* **Document segment**:
That’s why developers romanticize it. But here’s what the meme misses: farming isn’t peaceful; it’s relentless.
My parents wake before sunrise, not for a standup, but to check irrigation lines before the heat sets in. They negotiate with middlemen who pay pennies for produce sold at euros per kilo abroad. They pray for rain but fear floods. They lose entire crops to blight or border closures, but still they start again. Because that’s what farmers do.
Farming isn’t a retreat from reality. It’s reality; raw and unfiltered.
So when I say I want to “leave code for farming,” I’m not chasing a pastoral fantasy. I’m honoring a legacy, and upgrading it. I’m not quitting engineering. I’m expanding it into the soil, the seasons, and the silence between bird calls at dawn.
Not Abandoning Tech: Reclaiming It for the Land
I don’t want to burn my laptop and live off-grid. I want to build a farm where code and compost coexist.
Imagine:
- - AI models that predict crop disease from drone imagery
- - IoT sensors monitoring soil moisture in real time
- - Automated irrigation systems driven by weather APIs and local rainfall data
- - Blockchain-ledgered supply chains so consumers know exactly where their food came from
- - Computer vision models trained on local crop diseases using images from a basic Android phone, not a satellite
- - Soil sensors built with Raspberry Pi and LoRaWAN, sending moisture data to a dashboard I’ll code
- - Automated shade nets that roll out when temperature hits a threshold; triggered by a weather API and a cron job
- - Transparent export tracking so a shopper in Berlin can scan a QR code and see my father’s hands harvesting the beans they’re about to cook
This isn’t sci-fi. It’s necessary.
Smallholder and export farmers like my parents are the backbone of global food systems; yet they’re often excluded from the very technologies that could reduce waste, increase yield, and restore dignity to their labor.
As an engineer, I have a responsibility: to build tools that serve the soil, not just the shareholders.
My dream? A farmhouse; not as a symbol of escape, but of integration. A place where my Kubernetes cluster hums in the same room that stores seedlings. Where my poetry is written under a mango tree, and my CI/CD pipeline deploys updates while I prune tomato vines.
The Deeper Truth: We Are Ecosystems, Not Endpoints
I love engineering. I thrive on designing fault-tolerant systems, debugging race conditions, and watching a neural net finally converge. But I’ve learned something vital:
A life lived only in the digital is disembodied.
You can’t debug loneliness with a linter. You can’t refactor grief into a clean function. You can’t Dockerize your longing for belonging.
But when I press my palm into warm earth, when I smell the petrichor after the first rains, when I watch a papaya flower turn into fruit over weeks, I remember: I am part of a cycle larger than any sprint.
My poetry, my engineering, my code, my garden; they’re not separate pursuits. They’re different dialects of the same language: creation.
So when I say I’ll “leave code for farming,” don’t hear burnout. Hear homecoming.
I’m not quitting engineering. I’m expanding its definition: to include pollinators, pH levels, and the patience required to wait for a seed to sprout.
Grow What Matters
To every developer scrolling through this, weary and wondering if there’s more: I see you. I’ve been you.
But maybe the answer isn’t to flee the terminal. Maybe it’s to re-root your tech in something real.
You don’t need to buy a cow. But you might ask: What am I really building? Who does it serve? Does it help life grow, or just data grow?
Because in the end, whether you’re training a model or transplanting seedlings, you’re still tending to something fragile, hopeful, and alive.
And that, whether in soil or silicon, is sacred work.

* **Task item**: Set down, word for word, everything in the essay on farming and code from "I’m not quitting engineering. I’m expanding its" down to "in something real.".

* **Given information**:
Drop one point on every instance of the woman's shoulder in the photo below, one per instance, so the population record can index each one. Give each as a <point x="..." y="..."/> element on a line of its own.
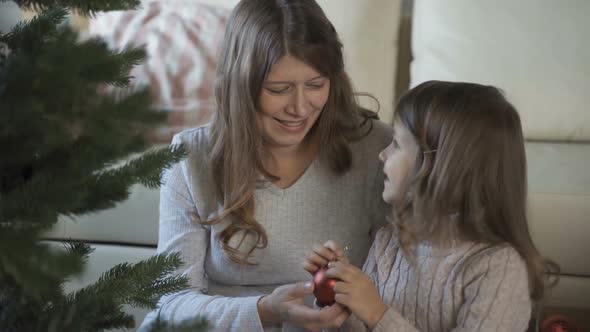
<point x="195" y="140"/>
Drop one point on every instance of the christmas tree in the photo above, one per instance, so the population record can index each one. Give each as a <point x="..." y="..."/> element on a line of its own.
<point x="62" y="139"/>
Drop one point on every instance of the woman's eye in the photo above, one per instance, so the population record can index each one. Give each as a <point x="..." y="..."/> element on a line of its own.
<point x="316" y="86"/>
<point x="278" y="90"/>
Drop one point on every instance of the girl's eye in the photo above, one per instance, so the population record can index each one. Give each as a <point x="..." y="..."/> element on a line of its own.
<point x="316" y="86"/>
<point x="278" y="90"/>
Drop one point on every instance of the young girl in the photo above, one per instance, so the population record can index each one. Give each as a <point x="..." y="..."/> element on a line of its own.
<point x="458" y="255"/>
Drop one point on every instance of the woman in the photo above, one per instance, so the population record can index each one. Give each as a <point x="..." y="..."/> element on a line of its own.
<point x="289" y="160"/>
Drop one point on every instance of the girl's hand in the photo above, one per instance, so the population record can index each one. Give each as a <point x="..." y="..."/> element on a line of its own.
<point x="319" y="256"/>
<point x="357" y="292"/>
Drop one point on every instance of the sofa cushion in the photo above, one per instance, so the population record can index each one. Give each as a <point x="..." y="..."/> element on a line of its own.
<point x="559" y="203"/>
<point x="537" y="51"/>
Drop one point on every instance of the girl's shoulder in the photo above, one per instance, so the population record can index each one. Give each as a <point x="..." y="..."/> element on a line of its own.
<point x="494" y="261"/>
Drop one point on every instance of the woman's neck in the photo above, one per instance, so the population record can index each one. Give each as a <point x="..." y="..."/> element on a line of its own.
<point x="290" y="163"/>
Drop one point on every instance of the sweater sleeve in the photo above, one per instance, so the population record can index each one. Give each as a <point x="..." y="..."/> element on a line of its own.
<point x="180" y="232"/>
<point x="496" y="296"/>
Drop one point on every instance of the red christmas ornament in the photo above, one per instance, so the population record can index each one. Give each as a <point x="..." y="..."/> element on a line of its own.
<point x="323" y="288"/>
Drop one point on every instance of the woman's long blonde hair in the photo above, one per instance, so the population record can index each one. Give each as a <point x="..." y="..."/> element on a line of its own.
<point x="258" y="34"/>
<point x="470" y="172"/>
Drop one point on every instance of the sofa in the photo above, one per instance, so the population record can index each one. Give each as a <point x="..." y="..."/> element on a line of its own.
<point x="537" y="51"/>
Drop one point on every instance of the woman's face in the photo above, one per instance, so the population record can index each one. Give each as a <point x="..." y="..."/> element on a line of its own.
<point x="291" y="100"/>
<point x="398" y="158"/>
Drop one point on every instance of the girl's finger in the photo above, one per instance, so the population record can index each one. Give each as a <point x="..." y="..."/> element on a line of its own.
<point x="335" y="247"/>
<point x="324" y="252"/>
<point x="341" y="287"/>
<point x="343" y="299"/>
<point x="310" y="266"/>
<point x="338" y="270"/>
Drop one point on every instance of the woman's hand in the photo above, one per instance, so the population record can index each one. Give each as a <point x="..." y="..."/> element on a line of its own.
<point x="357" y="292"/>
<point x="285" y="304"/>
<point x="319" y="256"/>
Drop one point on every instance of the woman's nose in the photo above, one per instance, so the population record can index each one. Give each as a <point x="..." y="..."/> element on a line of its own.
<point x="300" y="105"/>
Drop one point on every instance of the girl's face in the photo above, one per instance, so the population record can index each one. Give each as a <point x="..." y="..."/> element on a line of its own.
<point x="398" y="158"/>
<point x="291" y="101"/>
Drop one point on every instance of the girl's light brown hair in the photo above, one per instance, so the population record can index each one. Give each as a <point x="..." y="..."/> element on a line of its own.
<point x="470" y="176"/>
<point x="258" y="34"/>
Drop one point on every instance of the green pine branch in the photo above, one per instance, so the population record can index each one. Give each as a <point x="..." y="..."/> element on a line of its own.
<point x="29" y="36"/>
<point x="37" y="268"/>
<point x="83" y="6"/>
<point x="63" y="135"/>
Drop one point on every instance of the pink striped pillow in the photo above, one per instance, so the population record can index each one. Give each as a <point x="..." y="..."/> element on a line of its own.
<point x="181" y="39"/>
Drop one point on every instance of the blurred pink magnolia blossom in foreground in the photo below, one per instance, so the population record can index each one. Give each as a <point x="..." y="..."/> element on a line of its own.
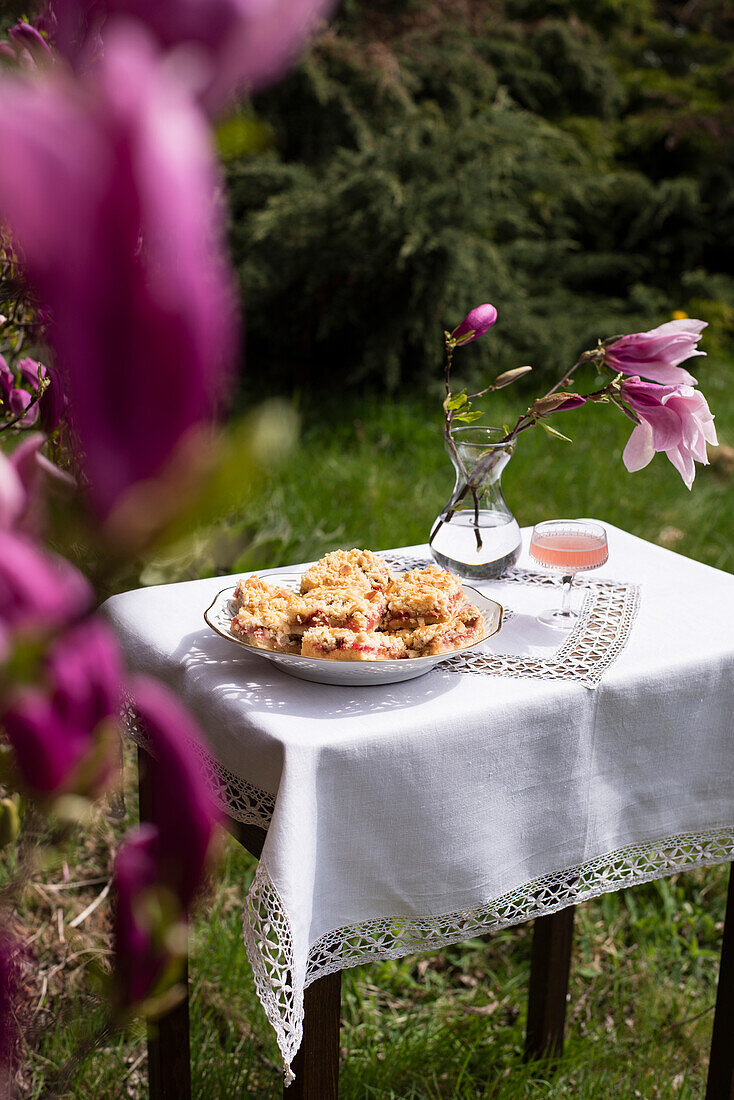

* **Solution to this problem**:
I’m not quitting engineering. I’m expanding its definition: to include pollinators, pH levels, and the patience required to wait for a seed to sprout.
Grow What Matters
To every developer scrolling through this, weary and wondering if there’s more: I see you. I’ve been you.
But maybe the answer isn’t to flee the terminal. Maybe it’s to re-root your tech in something real.